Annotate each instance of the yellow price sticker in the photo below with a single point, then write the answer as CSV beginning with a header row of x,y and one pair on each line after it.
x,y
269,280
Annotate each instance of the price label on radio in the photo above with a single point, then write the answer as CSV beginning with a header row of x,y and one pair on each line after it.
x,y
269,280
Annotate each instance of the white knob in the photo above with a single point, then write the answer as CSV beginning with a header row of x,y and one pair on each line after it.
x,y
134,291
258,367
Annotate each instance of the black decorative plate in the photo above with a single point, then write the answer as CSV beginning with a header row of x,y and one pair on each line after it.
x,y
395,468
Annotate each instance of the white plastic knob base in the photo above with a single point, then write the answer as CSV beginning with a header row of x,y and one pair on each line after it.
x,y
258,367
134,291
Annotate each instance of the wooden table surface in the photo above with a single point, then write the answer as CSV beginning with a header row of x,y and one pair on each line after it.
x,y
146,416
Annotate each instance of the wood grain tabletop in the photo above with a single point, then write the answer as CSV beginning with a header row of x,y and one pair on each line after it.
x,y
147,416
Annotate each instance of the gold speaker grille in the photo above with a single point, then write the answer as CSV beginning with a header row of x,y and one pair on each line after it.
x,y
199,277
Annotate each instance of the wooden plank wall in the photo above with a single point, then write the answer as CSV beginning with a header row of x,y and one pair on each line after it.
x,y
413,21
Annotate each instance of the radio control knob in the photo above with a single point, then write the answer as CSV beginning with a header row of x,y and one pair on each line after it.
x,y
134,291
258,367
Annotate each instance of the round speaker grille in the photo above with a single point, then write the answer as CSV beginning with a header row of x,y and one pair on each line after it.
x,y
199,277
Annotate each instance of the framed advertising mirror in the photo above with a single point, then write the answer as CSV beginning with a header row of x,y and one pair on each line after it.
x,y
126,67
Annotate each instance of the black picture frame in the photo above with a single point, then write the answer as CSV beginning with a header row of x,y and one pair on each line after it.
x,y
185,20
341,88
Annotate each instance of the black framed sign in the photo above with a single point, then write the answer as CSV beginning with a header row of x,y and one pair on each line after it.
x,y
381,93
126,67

--------------------------------

• _THE TASK_:
Quote verbatim the line containing "Annotate each instance of the white plastic" and every line after it through the end of the records above.

• _REPLY TO THE EXERCISE_:
Annotate each instance of the white plastic knob base in the photo above with a single point, then write the answer as CSV beginning with a header row of x,y and one pair on each line after it.
x,y
258,367
134,291
Annotate each instance of the wooden table surface in the photo above with a single point, then write the answer as CSV beginning with a header row of x,y and one pair on each line after it.
x,y
146,416
Annotate each instance of the wood grain tabletop in the photo above with a single point, then write the answer as CSV beginning with a header row of x,y and one pair on each line after it.
x,y
147,416
Annotate each instance of the gold speaker grille in the photo above with a single point, then write the answer as CSV beginning with a header row of x,y and one pair on each line after it.
x,y
199,277
Annotate each instance of the wooden plank wall in the photo above with a single point, then write the answer as CSV beginning with a header row of x,y and one pair on each line after it.
x,y
413,21
Annotate each instance of the radio control knob in the photo above with a single point, then write the answer as CSV beginning with a header row of x,y and one pair on each line after it.
x,y
134,291
258,367
Annotate each instance of the round speaker grille in the photo above with a single point, then write the answer as CSV beginning with a header row of x,y and one pair on each line after it.
x,y
199,277
Annotate each instance of the framed advertising mirror in the photo above with a single point, then write the answer as CSV beginning with a header row of x,y and one pair on each line after it.
x,y
126,67
Annotate each instance of the black picture frame in the photo above with a single point, then write the answer as CSV beginning with a header row of x,y and one pair on each line after it.
x,y
185,20
341,88
Annotate each instance of the black framed sign in the photo above with a single point, then write the answer as CSV beginning with a header row of x,y and one pair on each line after it.
x,y
381,93
126,67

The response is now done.